Segment Start: DATA TO USE

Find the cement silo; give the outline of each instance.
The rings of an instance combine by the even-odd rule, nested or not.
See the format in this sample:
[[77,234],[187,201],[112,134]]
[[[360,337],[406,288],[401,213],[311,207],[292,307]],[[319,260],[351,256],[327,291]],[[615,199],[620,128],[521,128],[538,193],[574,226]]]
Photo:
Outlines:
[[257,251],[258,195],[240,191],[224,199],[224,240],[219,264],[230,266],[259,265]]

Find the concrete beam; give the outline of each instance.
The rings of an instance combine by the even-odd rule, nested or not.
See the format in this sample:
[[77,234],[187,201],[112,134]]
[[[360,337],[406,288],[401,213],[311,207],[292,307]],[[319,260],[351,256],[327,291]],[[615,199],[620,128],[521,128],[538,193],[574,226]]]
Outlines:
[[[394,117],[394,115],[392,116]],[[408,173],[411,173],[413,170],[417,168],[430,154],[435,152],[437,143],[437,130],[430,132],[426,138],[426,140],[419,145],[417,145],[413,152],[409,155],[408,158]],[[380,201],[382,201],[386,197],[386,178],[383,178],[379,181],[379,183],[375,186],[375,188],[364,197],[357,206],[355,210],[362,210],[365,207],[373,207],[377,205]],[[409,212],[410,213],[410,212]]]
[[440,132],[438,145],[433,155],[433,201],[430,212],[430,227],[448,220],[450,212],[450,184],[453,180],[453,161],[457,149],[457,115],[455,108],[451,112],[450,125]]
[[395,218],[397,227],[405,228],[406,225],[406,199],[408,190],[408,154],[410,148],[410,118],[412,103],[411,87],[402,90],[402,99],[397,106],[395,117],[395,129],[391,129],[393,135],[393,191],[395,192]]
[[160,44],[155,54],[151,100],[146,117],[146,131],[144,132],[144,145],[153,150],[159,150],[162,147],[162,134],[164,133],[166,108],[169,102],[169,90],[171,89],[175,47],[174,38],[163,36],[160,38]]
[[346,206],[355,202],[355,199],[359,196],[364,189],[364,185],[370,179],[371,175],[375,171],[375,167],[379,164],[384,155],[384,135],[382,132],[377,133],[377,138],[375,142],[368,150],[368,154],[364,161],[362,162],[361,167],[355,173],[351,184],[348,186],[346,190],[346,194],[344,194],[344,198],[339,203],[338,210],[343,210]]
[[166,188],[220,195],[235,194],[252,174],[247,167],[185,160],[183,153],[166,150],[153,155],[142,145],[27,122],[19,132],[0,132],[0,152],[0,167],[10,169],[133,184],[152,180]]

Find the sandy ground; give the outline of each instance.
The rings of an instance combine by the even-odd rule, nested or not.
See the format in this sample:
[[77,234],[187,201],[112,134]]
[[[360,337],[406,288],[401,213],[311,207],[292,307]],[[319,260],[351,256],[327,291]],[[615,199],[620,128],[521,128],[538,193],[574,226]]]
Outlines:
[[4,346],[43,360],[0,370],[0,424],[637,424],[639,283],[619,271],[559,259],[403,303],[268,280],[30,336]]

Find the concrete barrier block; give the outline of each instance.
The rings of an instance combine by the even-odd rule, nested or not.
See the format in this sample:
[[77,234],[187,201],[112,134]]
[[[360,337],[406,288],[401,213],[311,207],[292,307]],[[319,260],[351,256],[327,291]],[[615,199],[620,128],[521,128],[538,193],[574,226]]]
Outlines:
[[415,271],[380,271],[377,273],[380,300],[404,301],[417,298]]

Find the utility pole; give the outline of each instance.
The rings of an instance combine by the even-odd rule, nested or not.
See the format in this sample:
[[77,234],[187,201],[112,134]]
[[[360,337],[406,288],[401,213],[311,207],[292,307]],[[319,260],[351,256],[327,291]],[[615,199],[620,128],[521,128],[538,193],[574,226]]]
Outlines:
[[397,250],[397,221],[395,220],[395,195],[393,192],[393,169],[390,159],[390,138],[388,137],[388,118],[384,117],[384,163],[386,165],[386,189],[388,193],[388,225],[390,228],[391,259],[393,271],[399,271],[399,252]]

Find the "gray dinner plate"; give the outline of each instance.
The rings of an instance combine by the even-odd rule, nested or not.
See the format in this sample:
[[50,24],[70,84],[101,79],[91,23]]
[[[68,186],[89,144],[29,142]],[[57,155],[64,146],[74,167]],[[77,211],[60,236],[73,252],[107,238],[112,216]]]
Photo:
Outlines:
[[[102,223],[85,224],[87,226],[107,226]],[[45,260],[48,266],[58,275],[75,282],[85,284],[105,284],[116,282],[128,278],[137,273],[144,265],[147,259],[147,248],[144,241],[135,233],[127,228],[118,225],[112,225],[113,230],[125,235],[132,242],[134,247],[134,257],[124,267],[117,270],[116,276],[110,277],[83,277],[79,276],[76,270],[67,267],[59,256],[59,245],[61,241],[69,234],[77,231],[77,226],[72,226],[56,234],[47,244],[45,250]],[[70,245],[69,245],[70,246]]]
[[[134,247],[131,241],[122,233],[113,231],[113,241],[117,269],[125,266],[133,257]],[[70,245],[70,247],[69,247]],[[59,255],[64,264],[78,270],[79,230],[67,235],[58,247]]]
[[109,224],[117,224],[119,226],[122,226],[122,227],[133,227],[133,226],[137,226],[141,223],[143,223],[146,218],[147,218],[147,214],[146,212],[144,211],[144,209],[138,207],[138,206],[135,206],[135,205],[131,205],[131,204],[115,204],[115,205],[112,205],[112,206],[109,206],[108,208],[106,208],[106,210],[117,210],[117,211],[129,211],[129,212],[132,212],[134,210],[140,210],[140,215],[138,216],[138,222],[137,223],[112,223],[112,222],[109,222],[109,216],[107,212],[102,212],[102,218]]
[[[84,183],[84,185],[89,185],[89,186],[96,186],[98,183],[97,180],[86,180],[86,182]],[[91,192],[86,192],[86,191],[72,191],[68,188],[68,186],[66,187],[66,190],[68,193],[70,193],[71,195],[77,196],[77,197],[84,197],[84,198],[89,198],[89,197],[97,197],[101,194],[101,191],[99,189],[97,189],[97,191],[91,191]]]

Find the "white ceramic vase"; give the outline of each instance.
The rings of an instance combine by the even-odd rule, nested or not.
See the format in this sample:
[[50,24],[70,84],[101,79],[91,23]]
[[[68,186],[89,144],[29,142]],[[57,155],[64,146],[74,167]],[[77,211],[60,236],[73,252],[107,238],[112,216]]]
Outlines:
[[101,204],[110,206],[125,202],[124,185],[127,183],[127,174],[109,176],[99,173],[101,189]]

Segment End: DATA TO USE

▸ TASK DETAILS: Exact copies of all entries are what's needed here.

▸ OUTPUT:
Find the cement silo; give the outline of each instance.
The rings of an instance combine by the even-odd rule, nested or not.
See the format in this sample:
[[77,234],[187,201],[112,134]]
[[[360,337],[406,288],[401,213],[311,207],[292,307]],[[319,260],[351,256],[327,291]],[[615,199],[620,128],[521,128],[538,193],[574,226]]]
Photo:
Outlines:
[[257,251],[258,195],[240,191],[224,199],[224,240],[219,264],[230,266],[259,265]]

Find the concrete beam; give the outline of each instance.
The rings of an instance combine by the even-odd rule, nested or not.
See the format in this sample:
[[77,234],[187,201],[112,134]]
[[[360,337],[406,288],[401,213],[311,207],[292,307]],[[319,260],[351,256],[327,291]],[[615,199],[620,128],[521,128],[538,193],[574,226]]]
Outlines:
[[[394,117],[394,115],[392,116]],[[408,173],[411,173],[413,170],[417,168],[430,154],[435,152],[437,143],[437,130],[430,132],[426,138],[426,140],[419,145],[417,145],[413,152],[409,155],[408,158]],[[380,201],[382,201],[386,197],[386,178],[383,178],[379,181],[379,183],[375,186],[375,188],[364,197],[357,206],[355,210],[362,210],[365,207],[373,207],[377,205]],[[409,212],[410,213],[410,212]]]
[[440,132],[438,145],[433,155],[433,201],[430,212],[430,227],[448,220],[450,212],[450,184],[453,180],[453,161],[457,149],[457,115],[455,108],[451,112],[450,125]]
[[395,218],[397,227],[405,228],[406,225],[406,199],[408,190],[408,154],[410,148],[410,118],[412,103],[411,87],[402,90],[402,99],[397,106],[395,117],[395,129],[391,129],[393,135],[393,191],[395,192]]
[[160,44],[155,54],[151,100],[146,117],[146,131],[144,132],[144,145],[153,150],[159,150],[162,147],[162,134],[164,133],[166,108],[169,102],[169,90],[171,89],[175,47],[174,38],[163,36],[160,38]]
[[346,206],[355,202],[355,199],[359,196],[364,189],[364,185],[370,179],[371,175],[375,171],[375,167],[379,164],[384,155],[384,135],[382,132],[377,133],[377,138],[375,142],[368,150],[368,154],[364,161],[362,162],[361,167],[355,173],[351,184],[348,186],[346,190],[346,194],[344,194],[344,198],[339,203],[338,210],[343,210]]
[[166,188],[220,195],[235,194],[252,174],[247,167],[185,160],[183,153],[166,150],[153,155],[142,145],[27,122],[19,132],[0,132],[0,152],[0,167],[10,169],[133,184],[152,180]]

Find the sandy ground; give the outline of each instance.
The rings of an instance combine by the even-odd rule, nested or not.
See the format in this sample:
[[77,234],[187,201],[112,134]]
[[[360,337],[406,288],[401,213],[311,207],[292,307]],[[319,260],[351,256],[327,291]],[[615,199],[620,128],[521,128],[538,193],[574,226]]]
Outlines:
[[4,346],[43,360],[0,370],[0,424],[637,424],[639,283],[619,271],[559,259],[403,303],[268,280],[30,336]]

Find the concrete barrier block; give the outline of each instance.
The rings of an instance combine by the even-odd rule, nested or not.
See the format in this sample:
[[77,234],[187,201],[112,134]]
[[[360,337],[406,288],[401,213],[311,207],[292,307]],[[319,260],[351,256],[327,291]],[[615,199],[620,128],[521,128],[538,193],[574,226]]]
Outlines:
[[415,271],[380,271],[377,273],[380,300],[404,301],[417,298]]

Find the utility pole; give the outline of each instance.
The rings of an instance combine by the even-odd rule, nested or not.
See the format in this sample:
[[77,234],[187,201],[112,134]]
[[[360,337],[406,288],[401,213],[311,207],[292,307]],[[319,260],[351,256],[327,291]],[[615,199],[620,128],[521,128],[538,193],[574,226]]]
Outlines:
[[397,250],[397,221],[395,220],[395,195],[393,192],[393,169],[390,159],[390,138],[388,137],[388,118],[384,117],[384,163],[386,165],[386,189],[388,193],[388,225],[390,228],[391,259],[393,271],[399,271],[399,252]]

Find the "gray dinner plate"; give the outline of each instance.
The rings of an instance combine by the even-odd rule, nested or not.
See the format in this sample:
[[50,24],[70,84],[101,79],[91,23]]
[[[68,186],[89,144],[29,142]],[[57,155],[64,146],[74,167]],[[77,211],[60,236],[73,252],[107,238],[112,216]]]
Photo:
Outlines:
[[[102,223],[85,224],[87,226],[107,226]],[[45,260],[48,266],[58,275],[75,282],[85,284],[105,284],[116,282],[128,278],[137,273],[144,265],[147,259],[147,248],[144,241],[135,233],[127,228],[118,225],[112,225],[113,230],[125,235],[132,242],[134,247],[134,257],[124,267],[117,270],[116,276],[110,277],[83,277],[79,276],[76,270],[67,267],[59,256],[59,245],[61,241],[69,234],[77,231],[77,226],[72,226],[56,234],[47,244],[45,250]],[[70,245],[69,245],[70,246]]]
[[[134,247],[131,241],[122,233],[113,231],[113,241],[117,269],[125,266],[133,257]],[[70,245],[70,247],[69,247]],[[59,255],[64,264],[78,270],[79,230],[67,235],[58,247]]]
[[109,224],[117,224],[119,226],[122,226],[122,227],[133,227],[133,226],[137,226],[141,223],[143,223],[146,218],[147,218],[147,214],[146,212],[144,211],[144,209],[138,207],[138,206],[135,206],[135,205],[131,205],[131,204],[115,204],[115,205],[112,205],[112,206],[109,206],[108,208],[106,208],[106,210],[117,210],[117,211],[129,211],[129,212],[132,212],[134,210],[140,210],[140,215],[138,216],[138,222],[137,223],[112,223],[112,222],[109,222],[109,216],[107,212],[102,212],[102,218]]
[[[84,183],[84,185],[89,185],[89,186],[96,186],[98,183],[97,180],[86,180],[86,182]],[[91,192],[86,192],[86,191],[72,191],[68,188],[68,186],[66,187],[66,190],[68,193],[70,193],[71,195],[77,196],[77,197],[84,197],[84,198],[89,198],[89,197],[97,197],[101,194],[101,191],[99,189],[97,189],[97,191],[91,191]]]

Find the "white ceramic vase"; give the outline of each instance.
The rings of an instance combine by the even-odd rule, nested or not.
See the format in this sample:
[[50,24],[70,84],[101,79],[91,23]]
[[[68,186],[89,144],[29,142]],[[57,155],[64,146],[74,167]],[[77,211],[60,236],[73,252],[107,238],[112,216]]]
Outlines:
[[101,204],[110,206],[125,202],[124,185],[127,183],[127,174],[109,176],[99,173],[101,189]]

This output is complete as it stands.